文档节选 =>
采用闭散列处理哈希冲突时，不能随便物理删除哈希表中已有的元素，若直接删除元素
会影响其他元素的搜索。比如删除元素4，如果直接删除掉，44查找起来可能会受影
响。因此线性探测采用标记的伪删除法来删除一个元素。

2. 二次探测

线性探测的缺陷是产生冲突的数据会堆积在一块，可能会使冲突不断累积，而为了避免该问题设计了二次探测。

假设哈希函数为 h(key)，初始哈希地址为 $h_0$ = h(key) % table_size，探测序列的公式如下：

$h_i$ = ( $h_0$ + $c_1 \times i^2$ ) % table_size

其中：

$h_0$ 是由哈希函数计算的初始位置。
i 表示第 i 次探测。
$c_1$ 是一个常数，通常为 1。
table_size 是哈希表的大小，通常取素数以减少冲突。

因此，探测位置的序列为：, , , ，依此类推。如果某位置已经被占用，二次探测会尝试下一个平方位置。

优点：

相比于线性探测减少了一次聚集的问题，探测分布较为均匀。

不需要额外的存储空间（相比链地址法）。

缺点：

当装载因子较大时（接近 1），二次探测性能会下降，因为空位变少。

仍然可能产生二次聚集，不能完全避免聚集问题。

实现上比线性探测稍复杂，适用于负载较低的哈希表。

4.2 闭散列模拟实现

以线性探测为例：

#include <string>
#include <vector>
#include <utility>
template<class K>
struct HashFunc
{
	size_t operator()(const K& key)
	{
		return (size_t)key;
	}
};

// 哈希表中支持字符串的操作(特化)
template<>
struct HashFunc<std::string>
{
	size_t operator()(const std:: string& key)
	{
		size_t hash = 0;
		for (auto e : key)
		{
			hash *= 31;
			hash += e;
		}

		return hash;
	}
};

//采用开放定址法，即线性探测
namespace open_address
{
	//表中位置状态
	enum State
	{
		EXIST,//已有元素
		EMPTY,//没有元素
		DELETE//元素被删除
	};

	template<class K,class V>
	struct HashData
	{
		HashData(const std::pair<K, V>& val = std::pair<K,V>())
			:_val(val)

所给记录 =>
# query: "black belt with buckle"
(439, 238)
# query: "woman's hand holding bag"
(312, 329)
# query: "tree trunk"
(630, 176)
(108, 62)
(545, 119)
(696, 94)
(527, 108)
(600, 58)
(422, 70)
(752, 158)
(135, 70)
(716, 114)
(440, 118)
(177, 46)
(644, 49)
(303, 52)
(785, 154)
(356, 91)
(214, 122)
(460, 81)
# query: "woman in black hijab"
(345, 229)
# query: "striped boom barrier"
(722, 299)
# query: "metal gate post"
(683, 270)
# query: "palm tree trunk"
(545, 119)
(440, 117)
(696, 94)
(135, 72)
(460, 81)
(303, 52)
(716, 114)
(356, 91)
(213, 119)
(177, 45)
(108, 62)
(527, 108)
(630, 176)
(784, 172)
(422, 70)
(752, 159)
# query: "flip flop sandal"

任务要求 =>
1) 列出文档节选中枚举 State 定义的所有位置状态，并附上每个状态后的注释。
2) 请用两句话概括这份讲哈希表闭散列的文档节选。
这些记录在此不起任何作用。

参考答案 =>
1)
EXIST：已有元素
EMPTY：没有元素
DELETE：元素被删除

2) 闭散列不能直接物理删除表中元素，否则会影响其他元素的查找，所以线性探测用标记的伪删除法删除元素；为避免线性探测中冲突数据堆积在一块，又设计了按 h_i = (h_0 + c_1 × i²) % table_size 计算探测位置的二次探测。二次探测分布较均匀且比链地址法省去额外存储空间，但装载因子接近 1 时性能会下降，也仍可能产生二次聚集；节选随后以线性探测为例给出了闭散列的模拟实现代码。